EXERCISE DESCRIPTION =>
Reproduce the forum thread on long numbers in C++ word for word.

TEXT SECTION =>
::::

CODEWITHSUNDEEP
pythonc++mathlong-integer
rel1x
rel1x

Reputation: 2441

Long numbers in C++

I have this program in Python:

# ...
print 2 ** (int(input())-1) % 1000000007

The problem is that this program works a long time on big numbers. I rewrote my code using C++, but sometimes I have a wrong answer. For example, in Python code for number 12345678 I've got 749037894 and its correct, but in C++ I've got -291172004.

This is the C++ code:

#include <iostream>
#include <cmath>
using namespace std;
const int MOD = 1e9 + 7;

int main() {
    // ...
    long long x;
    cin >> x;
    long long a =pow(2, (x-1));
    cout << a % MOD;
}

Upvotes: 0

Views: 2366

Answers (4)

Frank Boyne
Frank Boyne

Reputation: 4570

In C++ the various fundamental types have fixed sizes. For example a long long is typically 64 bits wide. But width varies with system type and other factors. As suggested above you can check climits.h for your particular environment's limits.

Raising 2 to the power 12345677 would involve shifting the binary number 10 left by 12345676 bits which wouldn't fit in a 64 bit long long (and I suspect is unlikely to fit in most long long implementations).

::::

RECORD EXCERPTS =>
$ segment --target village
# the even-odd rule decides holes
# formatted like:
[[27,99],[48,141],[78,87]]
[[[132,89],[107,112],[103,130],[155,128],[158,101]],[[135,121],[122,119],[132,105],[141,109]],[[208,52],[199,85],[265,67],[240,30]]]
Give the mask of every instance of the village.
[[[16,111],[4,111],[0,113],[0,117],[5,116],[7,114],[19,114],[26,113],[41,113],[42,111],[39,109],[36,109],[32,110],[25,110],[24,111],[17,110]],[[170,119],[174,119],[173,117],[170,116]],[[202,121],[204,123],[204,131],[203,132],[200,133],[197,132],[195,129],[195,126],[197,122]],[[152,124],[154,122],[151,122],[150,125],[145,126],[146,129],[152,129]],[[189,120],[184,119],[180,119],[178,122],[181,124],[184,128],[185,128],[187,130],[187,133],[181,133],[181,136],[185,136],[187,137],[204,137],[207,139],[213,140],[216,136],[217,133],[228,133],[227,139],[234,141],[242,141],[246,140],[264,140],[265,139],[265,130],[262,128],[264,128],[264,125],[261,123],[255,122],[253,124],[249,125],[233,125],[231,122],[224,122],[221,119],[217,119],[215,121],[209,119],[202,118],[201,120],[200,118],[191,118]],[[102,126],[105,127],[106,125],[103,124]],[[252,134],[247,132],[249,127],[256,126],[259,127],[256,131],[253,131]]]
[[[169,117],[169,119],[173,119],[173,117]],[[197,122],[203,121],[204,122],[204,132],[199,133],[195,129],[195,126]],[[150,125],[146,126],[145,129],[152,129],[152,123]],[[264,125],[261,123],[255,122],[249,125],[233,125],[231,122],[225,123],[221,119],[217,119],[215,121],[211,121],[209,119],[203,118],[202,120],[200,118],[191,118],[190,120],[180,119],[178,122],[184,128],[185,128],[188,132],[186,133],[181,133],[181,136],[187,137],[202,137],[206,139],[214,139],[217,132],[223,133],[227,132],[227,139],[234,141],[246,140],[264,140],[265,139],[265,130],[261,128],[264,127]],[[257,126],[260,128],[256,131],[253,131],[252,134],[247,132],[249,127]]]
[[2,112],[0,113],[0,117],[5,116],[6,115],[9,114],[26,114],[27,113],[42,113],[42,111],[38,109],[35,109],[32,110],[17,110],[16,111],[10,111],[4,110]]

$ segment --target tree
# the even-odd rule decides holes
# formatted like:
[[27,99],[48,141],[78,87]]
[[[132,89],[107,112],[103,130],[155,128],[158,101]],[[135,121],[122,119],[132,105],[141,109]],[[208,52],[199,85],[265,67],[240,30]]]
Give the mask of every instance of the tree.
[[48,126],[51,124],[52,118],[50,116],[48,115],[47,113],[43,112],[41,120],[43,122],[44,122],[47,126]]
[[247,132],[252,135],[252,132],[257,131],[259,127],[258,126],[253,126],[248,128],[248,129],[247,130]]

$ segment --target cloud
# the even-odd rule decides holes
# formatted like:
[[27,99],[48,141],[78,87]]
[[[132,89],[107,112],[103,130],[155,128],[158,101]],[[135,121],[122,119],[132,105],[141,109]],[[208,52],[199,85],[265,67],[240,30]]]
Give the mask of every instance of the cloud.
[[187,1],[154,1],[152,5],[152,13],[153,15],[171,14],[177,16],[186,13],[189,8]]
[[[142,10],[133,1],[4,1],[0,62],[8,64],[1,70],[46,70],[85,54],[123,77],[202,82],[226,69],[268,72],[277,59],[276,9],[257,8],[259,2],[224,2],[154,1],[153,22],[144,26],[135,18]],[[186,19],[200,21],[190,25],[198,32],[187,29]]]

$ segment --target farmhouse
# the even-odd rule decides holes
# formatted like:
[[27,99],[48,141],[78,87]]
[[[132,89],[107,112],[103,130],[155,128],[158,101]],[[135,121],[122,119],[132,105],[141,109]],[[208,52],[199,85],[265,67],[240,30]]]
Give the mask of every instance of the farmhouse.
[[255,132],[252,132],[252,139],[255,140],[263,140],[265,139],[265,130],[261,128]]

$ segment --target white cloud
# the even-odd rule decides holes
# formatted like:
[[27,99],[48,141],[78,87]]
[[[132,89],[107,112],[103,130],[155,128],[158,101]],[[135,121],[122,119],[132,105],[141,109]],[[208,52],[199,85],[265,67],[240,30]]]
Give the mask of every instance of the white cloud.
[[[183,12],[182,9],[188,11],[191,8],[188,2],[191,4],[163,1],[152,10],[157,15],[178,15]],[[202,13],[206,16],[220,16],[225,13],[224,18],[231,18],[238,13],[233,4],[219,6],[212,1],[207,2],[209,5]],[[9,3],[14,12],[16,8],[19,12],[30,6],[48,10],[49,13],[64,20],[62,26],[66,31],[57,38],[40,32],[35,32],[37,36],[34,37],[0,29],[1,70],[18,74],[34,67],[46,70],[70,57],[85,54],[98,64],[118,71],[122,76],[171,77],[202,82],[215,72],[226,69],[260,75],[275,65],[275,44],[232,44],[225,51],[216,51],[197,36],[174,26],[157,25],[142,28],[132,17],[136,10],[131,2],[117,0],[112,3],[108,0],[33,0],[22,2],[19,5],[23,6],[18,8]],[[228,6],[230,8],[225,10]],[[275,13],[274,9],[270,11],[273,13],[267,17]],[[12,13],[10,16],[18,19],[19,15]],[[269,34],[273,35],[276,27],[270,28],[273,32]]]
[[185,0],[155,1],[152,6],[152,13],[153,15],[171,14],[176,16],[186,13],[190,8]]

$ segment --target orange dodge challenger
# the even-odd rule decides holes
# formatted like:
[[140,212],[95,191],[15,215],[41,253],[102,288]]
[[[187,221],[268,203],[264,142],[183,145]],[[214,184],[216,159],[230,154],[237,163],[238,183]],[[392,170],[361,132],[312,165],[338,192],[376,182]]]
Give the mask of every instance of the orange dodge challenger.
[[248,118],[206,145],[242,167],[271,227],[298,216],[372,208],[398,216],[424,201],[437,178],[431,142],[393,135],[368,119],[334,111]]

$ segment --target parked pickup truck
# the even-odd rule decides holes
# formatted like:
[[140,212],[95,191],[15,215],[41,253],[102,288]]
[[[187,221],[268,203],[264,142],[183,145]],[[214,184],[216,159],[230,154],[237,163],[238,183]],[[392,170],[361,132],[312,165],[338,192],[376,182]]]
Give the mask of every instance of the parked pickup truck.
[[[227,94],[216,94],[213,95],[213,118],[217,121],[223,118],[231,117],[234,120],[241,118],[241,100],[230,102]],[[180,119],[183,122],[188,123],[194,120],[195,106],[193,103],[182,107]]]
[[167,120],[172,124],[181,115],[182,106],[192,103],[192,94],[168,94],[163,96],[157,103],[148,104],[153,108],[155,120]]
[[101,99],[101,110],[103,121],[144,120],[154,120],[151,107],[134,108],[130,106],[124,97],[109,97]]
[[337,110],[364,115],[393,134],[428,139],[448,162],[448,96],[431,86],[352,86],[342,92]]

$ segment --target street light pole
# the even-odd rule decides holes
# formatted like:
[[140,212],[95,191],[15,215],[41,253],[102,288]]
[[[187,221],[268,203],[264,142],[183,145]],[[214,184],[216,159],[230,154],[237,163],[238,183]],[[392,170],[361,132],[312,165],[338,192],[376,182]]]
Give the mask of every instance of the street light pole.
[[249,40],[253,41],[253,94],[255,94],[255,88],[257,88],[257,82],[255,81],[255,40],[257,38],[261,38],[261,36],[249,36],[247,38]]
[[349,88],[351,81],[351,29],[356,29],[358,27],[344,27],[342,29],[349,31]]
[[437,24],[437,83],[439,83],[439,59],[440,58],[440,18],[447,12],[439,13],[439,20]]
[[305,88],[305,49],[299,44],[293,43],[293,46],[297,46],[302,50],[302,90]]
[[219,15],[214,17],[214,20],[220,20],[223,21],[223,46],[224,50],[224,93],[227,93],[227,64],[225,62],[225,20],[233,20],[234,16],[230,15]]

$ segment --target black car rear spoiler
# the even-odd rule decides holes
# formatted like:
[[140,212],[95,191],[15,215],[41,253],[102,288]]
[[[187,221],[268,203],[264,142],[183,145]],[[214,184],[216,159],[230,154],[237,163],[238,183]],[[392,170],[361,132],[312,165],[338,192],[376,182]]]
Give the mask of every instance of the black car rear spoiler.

::::

OUTPUT FOR THIS EXERCISE =>
CODEWITHSUNDEEP
pythonc++mathlong-integer
rel1x
rel1x

Reputation: 2441

Long numbers in C++

I have this program in Python:

# ...
print 2 ** (int(input())-1) % 1000000007

The problem is that this program works a long time on big numbers. I rewrote my code using C++, but sometimes I have a wrong answer. For example, in Python code for number 12345678 I've got 749037894 and its correct, but in C++ I've got -291172004.

This is the C++ code:

#include <iostream>
#include <cmath>
using namespace std;
const int MOD = 1e9 + 7;

int main() {
    // ...
    long long x;
    cin >> x;
    long long a =pow(2, (x-1));
    cout << a % MOD;
}

Upvotes: 0

Views: 2366

Answers (4)

Frank Boyne
Frank Boyne

Reputation: 4570

In C++ the various fundamental types have fixed sizes. For example a long long is typically 64 bits wide. But width varies with system type and other factors. As suggested above you can check climits.h for your particular environment's limits.

Raising 2 to the power 12345677 would involve shifting the binary number 10 left by 12345676 bits which wouldn't fit in a 64 bit long long (and I suspect is unlikely to fit in most long long implementations).